(Beginning of Supplied data)

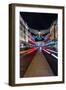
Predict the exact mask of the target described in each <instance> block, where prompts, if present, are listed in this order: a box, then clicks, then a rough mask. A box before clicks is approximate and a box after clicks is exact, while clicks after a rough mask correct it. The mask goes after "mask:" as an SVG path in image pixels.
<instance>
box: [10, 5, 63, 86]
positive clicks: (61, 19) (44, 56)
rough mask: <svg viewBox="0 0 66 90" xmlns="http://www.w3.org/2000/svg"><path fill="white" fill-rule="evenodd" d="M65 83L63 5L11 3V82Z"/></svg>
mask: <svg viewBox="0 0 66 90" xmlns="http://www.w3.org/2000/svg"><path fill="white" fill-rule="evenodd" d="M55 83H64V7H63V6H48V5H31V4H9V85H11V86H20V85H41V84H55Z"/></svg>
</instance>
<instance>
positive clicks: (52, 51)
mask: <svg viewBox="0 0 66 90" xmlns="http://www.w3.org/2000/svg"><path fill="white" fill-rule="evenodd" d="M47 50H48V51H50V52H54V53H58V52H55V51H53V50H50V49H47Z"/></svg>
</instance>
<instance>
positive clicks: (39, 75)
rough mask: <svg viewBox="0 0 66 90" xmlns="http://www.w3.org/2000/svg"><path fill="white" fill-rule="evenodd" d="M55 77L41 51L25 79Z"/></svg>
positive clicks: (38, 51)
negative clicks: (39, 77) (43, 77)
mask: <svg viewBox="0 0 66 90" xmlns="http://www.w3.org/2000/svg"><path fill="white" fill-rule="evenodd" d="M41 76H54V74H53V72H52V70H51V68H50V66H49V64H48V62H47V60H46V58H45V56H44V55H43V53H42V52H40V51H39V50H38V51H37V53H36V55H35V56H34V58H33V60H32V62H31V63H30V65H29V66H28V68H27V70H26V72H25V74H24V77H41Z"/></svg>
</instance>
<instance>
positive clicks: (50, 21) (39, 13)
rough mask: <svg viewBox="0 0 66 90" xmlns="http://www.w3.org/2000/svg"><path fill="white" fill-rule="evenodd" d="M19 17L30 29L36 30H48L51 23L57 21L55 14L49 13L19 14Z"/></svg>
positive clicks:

(End of Supplied data)

### [Assignment]
Reproduce all of the data above, swapping every occurrence of "rough mask" for "coarse mask" and changing nothing else. Leave the pictures out.

### [Solution]
Predict the exact mask of the target described in each <instance> block, where prompts, if present, are listed in this order: a box, then clicks, then a coarse mask. A box before clicks is approximate and a box after clicks is exact, while clicks after a coarse mask correct it. The mask goes after "mask:" as an SVG path in image pixels.
<instance>
box: [10, 5, 63, 86]
positive clicks: (61, 19) (44, 56)
coarse mask: <svg viewBox="0 0 66 90" xmlns="http://www.w3.org/2000/svg"><path fill="white" fill-rule="evenodd" d="M65 83L63 5L11 3V82Z"/></svg>
mask: <svg viewBox="0 0 66 90" xmlns="http://www.w3.org/2000/svg"><path fill="white" fill-rule="evenodd" d="M55 83H64V7H63V6H48V5H31V4H9V85H11V86H20V85H41V84H55Z"/></svg>
</instance>
<instance>
positive clicks: (52, 51)
mask: <svg viewBox="0 0 66 90" xmlns="http://www.w3.org/2000/svg"><path fill="white" fill-rule="evenodd" d="M47 50H48V51H50V52H54V53H58V52H55V51H53V50H50V49H47Z"/></svg>
</instance>
<instance>
positive clicks: (39, 75)
coarse mask: <svg viewBox="0 0 66 90" xmlns="http://www.w3.org/2000/svg"><path fill="white" fill-rule="evenodd" d="M55 77L41 51L25 79Z"/></svg>
positive clicks: (38, 51)
negative clicks: (39, 77) (43, 77)
mask: <svg viewBox="0 0 66 90" xmlns="http://www.w3.org/2000/svg"><path fill="white" fill-rule="evenodd" d="M41 76H54V74H53V72H52V70H51V68H50V66H49V64H48V62H47V60H46V58H45V56H44V55H43V53H42V52H40V51H39V50H38V51H37V53H36V55H35V56H34V58H33V60H32V62H31V63H30V65H29V66H28V68H27V70H26V72H25V74H24V77H41Z"/></svg>
</instance>
<instance>
positive clicks: (50, 21) (39, 13)
coarse mask: <svg viewBox="0 0 66 90" xmlns="http://www.w3.org/2000/svg"><path fill="white" fill-rule="evenodd" d="M19 17L30 29L36 30H48L51 23L57 21L55 14L49 13L19 14Z"/></svg>
positive clicks:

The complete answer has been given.